-- SET TASK --
Copy out word for word the stretch of rows from the line containing "[tag] blue basketball shorts: a" through the end of the rows, leaving out the pictures.

-- DATA --
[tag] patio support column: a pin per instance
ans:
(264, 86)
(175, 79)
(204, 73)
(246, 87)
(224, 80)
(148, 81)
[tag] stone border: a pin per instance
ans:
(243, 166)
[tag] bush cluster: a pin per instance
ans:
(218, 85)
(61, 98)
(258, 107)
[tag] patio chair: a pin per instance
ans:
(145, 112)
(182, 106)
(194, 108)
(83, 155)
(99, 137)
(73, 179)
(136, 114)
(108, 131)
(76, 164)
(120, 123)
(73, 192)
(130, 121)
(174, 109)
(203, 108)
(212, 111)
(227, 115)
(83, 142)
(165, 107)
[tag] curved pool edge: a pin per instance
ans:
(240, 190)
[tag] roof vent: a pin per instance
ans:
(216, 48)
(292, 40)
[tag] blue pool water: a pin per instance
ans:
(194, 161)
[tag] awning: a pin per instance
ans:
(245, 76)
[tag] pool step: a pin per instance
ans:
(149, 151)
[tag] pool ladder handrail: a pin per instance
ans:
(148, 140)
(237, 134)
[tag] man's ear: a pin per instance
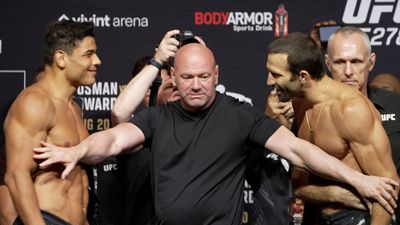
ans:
(326, 62)
(216, 74)
(59, 58)
(303, 76)
(371, 61)
(172, 71)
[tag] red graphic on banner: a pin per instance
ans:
(281, 22)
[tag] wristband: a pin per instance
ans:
(153, 62)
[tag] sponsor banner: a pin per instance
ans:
(106, 20)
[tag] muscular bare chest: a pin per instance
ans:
(68, 128)
(321, 130)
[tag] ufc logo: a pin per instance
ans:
(352, 16)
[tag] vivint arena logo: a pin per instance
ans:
(107, 21)
(367, 14)
(240, 21)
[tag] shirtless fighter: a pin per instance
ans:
(340, 120)
(47, 111)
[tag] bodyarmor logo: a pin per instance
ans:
(241, 21)
(107, 21)
(352, 16)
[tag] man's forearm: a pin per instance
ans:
(379, 215)
(132, 95)
(330, 194)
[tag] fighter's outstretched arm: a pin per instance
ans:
(132, 95)
(95, 148)
(308, 156)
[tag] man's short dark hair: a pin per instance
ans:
(303, 54)
(64, 35)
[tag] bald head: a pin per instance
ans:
(195, 74)
(193, 53)
(386, 81)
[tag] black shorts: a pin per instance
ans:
(49, 218)
(347, 217)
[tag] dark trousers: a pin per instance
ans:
(347, 217)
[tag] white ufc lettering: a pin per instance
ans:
(352, 16)
(388, 117)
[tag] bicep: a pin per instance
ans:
(369, 144)
(127, 136)
(283, 143)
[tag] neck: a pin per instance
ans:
(59, 88)
(319, 90)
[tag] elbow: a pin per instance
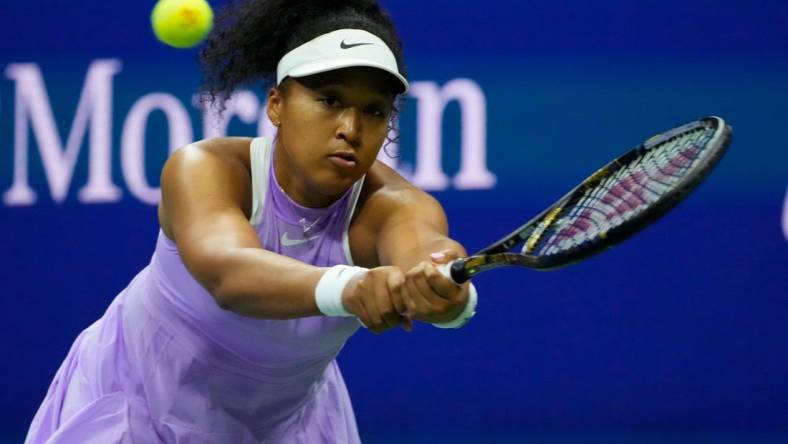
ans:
(223, 294)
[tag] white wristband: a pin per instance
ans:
(467, 313)
(328, 292)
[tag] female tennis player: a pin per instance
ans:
(271, 252)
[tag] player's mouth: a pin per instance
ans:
(343, 159)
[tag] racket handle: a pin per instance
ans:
(455, 270)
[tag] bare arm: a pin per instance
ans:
(406, 226)
(206, 198)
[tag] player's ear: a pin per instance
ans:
(274, 106)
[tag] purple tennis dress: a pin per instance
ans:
(166, 364)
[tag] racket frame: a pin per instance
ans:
(499, 254)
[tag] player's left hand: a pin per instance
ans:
(431, 296)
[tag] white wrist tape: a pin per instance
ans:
(466, 314)
(328, 292)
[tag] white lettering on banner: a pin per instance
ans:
(132, 147)
(785, 215)
(94, 108)
(432, 100)
(33, 109)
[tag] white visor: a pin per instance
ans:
(343, 48)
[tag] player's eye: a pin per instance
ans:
(375, 111)
(330, 101)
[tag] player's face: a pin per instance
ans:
(332, 126)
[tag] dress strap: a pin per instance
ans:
(260, 159)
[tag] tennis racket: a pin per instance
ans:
(617, 201)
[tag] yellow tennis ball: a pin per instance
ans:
(182, 23)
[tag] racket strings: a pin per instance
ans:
(623, 194)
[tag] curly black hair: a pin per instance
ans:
(251, 36)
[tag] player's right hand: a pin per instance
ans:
(376, 298)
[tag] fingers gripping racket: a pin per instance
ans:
(617, 201)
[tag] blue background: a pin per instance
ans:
(678, 335)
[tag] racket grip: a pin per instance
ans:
(455, 270)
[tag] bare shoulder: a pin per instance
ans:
(212, 172)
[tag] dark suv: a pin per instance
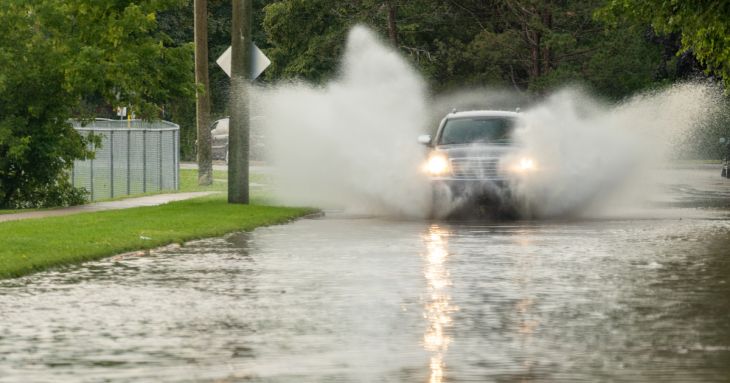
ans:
(472, 157)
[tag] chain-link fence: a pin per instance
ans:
(135, 157)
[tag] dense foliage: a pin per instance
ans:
(704, 26)
(528, 45)
(55, 56)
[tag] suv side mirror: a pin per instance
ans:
(424, 139)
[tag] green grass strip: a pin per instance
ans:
(33, 245)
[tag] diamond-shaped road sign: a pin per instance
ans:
(259, 61)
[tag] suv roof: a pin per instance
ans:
(483, 113)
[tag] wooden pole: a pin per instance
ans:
(238, 140)
(202, 105)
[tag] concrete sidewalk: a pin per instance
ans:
(152, 200)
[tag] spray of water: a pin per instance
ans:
(351, 143)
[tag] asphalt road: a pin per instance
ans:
(642, 296)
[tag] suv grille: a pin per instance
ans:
(475, 168)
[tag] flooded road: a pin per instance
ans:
(362, 299)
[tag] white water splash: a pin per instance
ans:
(351, 143)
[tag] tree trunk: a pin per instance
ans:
(533, 39)
(547, 22)
(392, 26)
(202, 106)
(238, 128)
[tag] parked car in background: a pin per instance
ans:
(219, 139)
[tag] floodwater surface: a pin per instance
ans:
(361, 299)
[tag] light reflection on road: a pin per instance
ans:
(438, 307)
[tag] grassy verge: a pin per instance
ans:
(33, 245)
(29, 246)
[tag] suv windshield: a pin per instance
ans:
(496, 130)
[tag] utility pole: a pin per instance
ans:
(202, 105)
(392, 26)
(238, 129)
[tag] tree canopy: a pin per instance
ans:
(704, 26)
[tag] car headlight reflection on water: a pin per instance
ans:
(437, 165)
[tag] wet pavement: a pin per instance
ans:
(126, 203)
(363, 299)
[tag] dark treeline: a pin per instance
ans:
(528, 46)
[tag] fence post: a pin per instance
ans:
(111, 163)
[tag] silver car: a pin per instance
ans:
(219, 139)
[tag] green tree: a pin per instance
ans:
(703, 25)
(54, 53)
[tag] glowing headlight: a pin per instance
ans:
(437, 165)
(527, 164)
(524, 165)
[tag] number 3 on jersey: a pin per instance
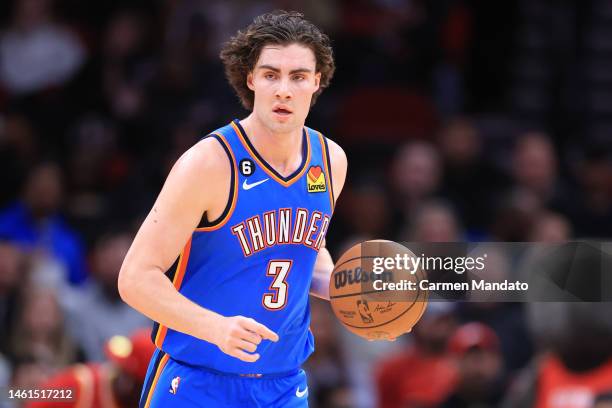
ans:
(278, 270)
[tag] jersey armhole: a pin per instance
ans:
(205, 224)
(332, 195)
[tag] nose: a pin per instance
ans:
(283, 91)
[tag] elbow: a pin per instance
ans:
(125, 285)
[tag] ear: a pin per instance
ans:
(250, 81)
(317, 81)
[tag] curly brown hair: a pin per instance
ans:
(241, 52)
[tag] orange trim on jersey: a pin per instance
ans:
(265, 167)
(177, 281)
(160, 368)
(235, 192)
(85, 393)
(327, 171)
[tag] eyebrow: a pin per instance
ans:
(293, 71)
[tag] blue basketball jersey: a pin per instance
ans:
(257, 258)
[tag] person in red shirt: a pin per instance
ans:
(115, 383)
(423, 374)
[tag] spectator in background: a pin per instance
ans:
(576, 360)
(95, 312)
(592, 213)
(423, 374)
(34, 224)
(476, 350)
(603, 400)
(36, 52)
(28, 373)
(117, 382)
(366, 207)
(39, 332)
(550, 227)
(534, 168)
(12, 277)
(434, 221)
(415, 177)
(18, 151)
(470, 182)
(5, 372)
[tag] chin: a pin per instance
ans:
(287, 126)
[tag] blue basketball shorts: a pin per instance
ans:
(170, 383)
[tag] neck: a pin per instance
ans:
(282, 150)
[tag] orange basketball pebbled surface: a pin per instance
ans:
(359, 302)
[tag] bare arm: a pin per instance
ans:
(324, 264)
(165, 231)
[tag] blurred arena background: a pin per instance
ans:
(463, 120)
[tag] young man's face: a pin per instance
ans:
(284, 80)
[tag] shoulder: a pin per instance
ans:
(337, 156)
(338, 163)
(204, 159)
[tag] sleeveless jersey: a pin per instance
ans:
(257, 258)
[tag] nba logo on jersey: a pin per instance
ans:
(316, 180)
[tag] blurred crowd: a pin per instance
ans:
(463, 120)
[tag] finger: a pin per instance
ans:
(246, 346)
(251, 337)
(241, 355)
(260, 329)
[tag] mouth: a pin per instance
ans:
(282, 111)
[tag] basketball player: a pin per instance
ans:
(247, 209)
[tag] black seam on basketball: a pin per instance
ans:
(387, 322)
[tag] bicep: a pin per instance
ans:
(339, 165)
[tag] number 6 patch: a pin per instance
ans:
(247, 167)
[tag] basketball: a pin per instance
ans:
(373, 303)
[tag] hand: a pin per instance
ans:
(239, 337)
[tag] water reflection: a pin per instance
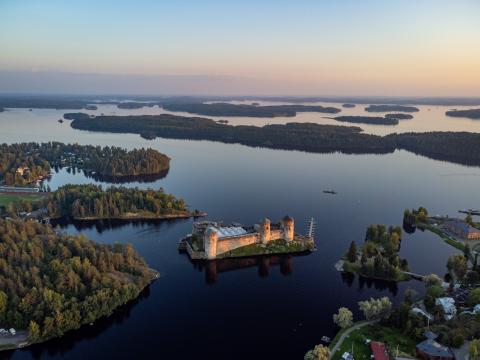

-- SOLUTION TO THIS PROBLEM --
[tag] blue basketball shorts: a pin per instance
ans:
(170, 383)
[tag] neck: a pin per instance
ans:
(282, 150)
[tag] orange basketball pebbled surface: a pin per instance
ans:
(359, 302)
[tag] bare arm: a pin per instance
ans:
(324, 264)
(165, 231)
[tag] blurred arena background: a pin per instance
ans:
(463, 120)
[tag] young man's face: a pin per instance
ans:
(284, 80)
[tag] shoulder: a pin per instance
ans:
(337, 156)
(338, 163)
(204, 159)
[tag] sleeveless jersey: a pin per instance
ans:
(257, 258)
[tag] nba logo on jersey: a pin per instance
ans:
(316, 180)
[tag] blurred crowd: a pin per instance
ans:
(463, 120)
[tag] finger: a pin per instance
ans:
(246, 346)
(251, 337)
(241, 355)
(260, 329)
[tag] mouth: a pin per instance
ans:
(282, 111)
[tag] basketball player: a pin per instance
ans:
(247, 209)
[tag] black seam on basketball: a pin per instance
ans:
(387, 322)
[tag] bicep: a pin per instance
ans:
(339, 165)
[tag] number 6 patch: a pin per instance
ans:
(247, 167)
[tag] basketball: a pin per instance
ans:
(373, 303)
[tag] hand: a pin per instance
ans:
(239, 337)
[tag] water reflection: a pin per instance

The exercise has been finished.